WORK ITEM: Reproduce exactly the lines from the one containing "the form (439,215)." through the last line of the records below, both included, and nothing else.

MATERIAL TO PROCESS:
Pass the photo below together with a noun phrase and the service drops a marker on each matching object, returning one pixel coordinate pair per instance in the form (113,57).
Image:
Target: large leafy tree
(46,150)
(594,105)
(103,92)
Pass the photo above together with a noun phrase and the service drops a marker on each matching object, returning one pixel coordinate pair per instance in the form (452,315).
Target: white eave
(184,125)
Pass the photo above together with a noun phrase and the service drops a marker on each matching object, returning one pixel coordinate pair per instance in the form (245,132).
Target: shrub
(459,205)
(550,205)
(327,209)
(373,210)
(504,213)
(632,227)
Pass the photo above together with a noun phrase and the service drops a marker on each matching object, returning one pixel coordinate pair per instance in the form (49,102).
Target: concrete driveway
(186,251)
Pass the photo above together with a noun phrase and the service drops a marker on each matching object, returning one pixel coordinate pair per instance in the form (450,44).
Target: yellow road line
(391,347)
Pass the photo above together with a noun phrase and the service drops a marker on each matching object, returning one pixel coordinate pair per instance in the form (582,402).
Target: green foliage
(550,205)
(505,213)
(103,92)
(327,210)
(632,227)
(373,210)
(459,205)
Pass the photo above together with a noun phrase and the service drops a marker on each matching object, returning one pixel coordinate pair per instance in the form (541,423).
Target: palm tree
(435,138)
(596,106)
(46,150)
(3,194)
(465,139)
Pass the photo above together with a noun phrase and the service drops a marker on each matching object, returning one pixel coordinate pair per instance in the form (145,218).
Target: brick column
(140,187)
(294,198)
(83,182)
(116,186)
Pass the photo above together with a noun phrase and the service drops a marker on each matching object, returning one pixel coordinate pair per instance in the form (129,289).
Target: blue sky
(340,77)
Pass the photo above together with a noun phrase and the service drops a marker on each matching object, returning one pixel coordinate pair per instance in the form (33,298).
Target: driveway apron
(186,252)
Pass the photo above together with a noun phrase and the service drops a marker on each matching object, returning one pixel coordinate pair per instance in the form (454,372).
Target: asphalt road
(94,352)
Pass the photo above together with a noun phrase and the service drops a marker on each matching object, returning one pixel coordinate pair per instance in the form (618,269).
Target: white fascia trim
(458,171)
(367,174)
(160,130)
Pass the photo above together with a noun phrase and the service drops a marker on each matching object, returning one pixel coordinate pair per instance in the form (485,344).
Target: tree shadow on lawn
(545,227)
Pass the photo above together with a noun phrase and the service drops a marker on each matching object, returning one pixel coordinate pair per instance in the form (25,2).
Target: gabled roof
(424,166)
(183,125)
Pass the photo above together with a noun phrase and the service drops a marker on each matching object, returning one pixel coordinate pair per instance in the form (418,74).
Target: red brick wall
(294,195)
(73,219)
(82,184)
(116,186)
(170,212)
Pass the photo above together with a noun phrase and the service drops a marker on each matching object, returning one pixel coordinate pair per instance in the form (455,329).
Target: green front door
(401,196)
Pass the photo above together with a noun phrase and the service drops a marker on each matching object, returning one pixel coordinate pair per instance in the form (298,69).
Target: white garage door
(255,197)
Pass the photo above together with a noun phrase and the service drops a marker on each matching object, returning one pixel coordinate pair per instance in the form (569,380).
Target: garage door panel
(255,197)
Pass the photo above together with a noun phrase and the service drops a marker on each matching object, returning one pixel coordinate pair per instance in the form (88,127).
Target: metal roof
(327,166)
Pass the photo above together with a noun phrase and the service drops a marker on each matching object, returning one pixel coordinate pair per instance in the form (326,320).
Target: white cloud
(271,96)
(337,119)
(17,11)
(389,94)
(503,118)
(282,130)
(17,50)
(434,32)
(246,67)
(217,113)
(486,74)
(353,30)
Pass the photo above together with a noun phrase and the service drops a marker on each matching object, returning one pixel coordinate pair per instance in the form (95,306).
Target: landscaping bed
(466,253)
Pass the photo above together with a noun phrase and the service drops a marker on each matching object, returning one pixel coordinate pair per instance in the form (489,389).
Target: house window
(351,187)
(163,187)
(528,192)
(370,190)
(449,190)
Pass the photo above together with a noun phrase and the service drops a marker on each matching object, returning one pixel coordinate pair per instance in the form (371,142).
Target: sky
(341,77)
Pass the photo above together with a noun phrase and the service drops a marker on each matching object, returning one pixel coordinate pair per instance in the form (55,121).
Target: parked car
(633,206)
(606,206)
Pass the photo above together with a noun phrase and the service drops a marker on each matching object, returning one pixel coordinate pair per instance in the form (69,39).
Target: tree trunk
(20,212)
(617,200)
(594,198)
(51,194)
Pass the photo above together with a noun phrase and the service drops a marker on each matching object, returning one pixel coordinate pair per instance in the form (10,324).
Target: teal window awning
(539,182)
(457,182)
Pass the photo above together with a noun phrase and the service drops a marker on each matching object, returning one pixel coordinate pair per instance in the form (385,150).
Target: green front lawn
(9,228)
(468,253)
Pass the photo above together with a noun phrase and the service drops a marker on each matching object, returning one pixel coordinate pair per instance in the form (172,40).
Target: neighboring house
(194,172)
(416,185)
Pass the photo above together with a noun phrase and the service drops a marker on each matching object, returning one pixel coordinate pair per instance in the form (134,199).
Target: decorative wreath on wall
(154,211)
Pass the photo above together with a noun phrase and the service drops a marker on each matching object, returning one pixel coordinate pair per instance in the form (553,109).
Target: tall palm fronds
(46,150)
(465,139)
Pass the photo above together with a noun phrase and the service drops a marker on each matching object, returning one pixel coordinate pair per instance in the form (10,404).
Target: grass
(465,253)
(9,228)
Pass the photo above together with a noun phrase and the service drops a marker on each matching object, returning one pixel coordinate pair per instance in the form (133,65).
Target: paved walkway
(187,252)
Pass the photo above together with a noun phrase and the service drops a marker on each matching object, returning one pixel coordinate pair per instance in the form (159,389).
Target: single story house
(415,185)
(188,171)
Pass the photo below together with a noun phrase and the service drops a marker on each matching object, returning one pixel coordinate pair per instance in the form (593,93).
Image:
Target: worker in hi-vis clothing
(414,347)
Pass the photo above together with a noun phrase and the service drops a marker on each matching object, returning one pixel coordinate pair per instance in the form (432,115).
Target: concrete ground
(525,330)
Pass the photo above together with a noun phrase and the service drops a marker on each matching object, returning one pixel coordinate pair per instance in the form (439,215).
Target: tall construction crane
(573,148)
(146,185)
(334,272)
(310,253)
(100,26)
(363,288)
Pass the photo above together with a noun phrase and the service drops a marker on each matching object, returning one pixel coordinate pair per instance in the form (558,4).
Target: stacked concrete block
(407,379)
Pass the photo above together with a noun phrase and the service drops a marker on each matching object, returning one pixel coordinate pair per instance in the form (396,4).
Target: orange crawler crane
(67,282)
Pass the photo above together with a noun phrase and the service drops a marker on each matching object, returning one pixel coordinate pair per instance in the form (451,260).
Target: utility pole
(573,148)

ANSWER TO THIS EXERCISE:
Pass the photo above together with a noun phrase and the service drops a marker on each matching object, returning one pixel coordinate pair per instance in the form (439,215).
Target: tall construction crane
(573,148)
(146,185)
(334,272)
(310,253)
(100,26)
(363,288)
Pass the photo above together with a noun phrase and the service drops a marker on each matching object, returning one pixel coordinate pair per instance in the form (558,4).
Target: stacked concrete block
(407,379)
Pass the photo above together with a noun phrase and the service drops a marker on each matching object, returning one pixel coordinate pair per instance in the form (396,4).
Target: orange crawler crane
(67,282)
Pass the photo above together with a noun phrase and the service drops a marker on each matching object, returning one pixel coordinate pair per instance in the form (451,260).
Target: utility pole
(573,148)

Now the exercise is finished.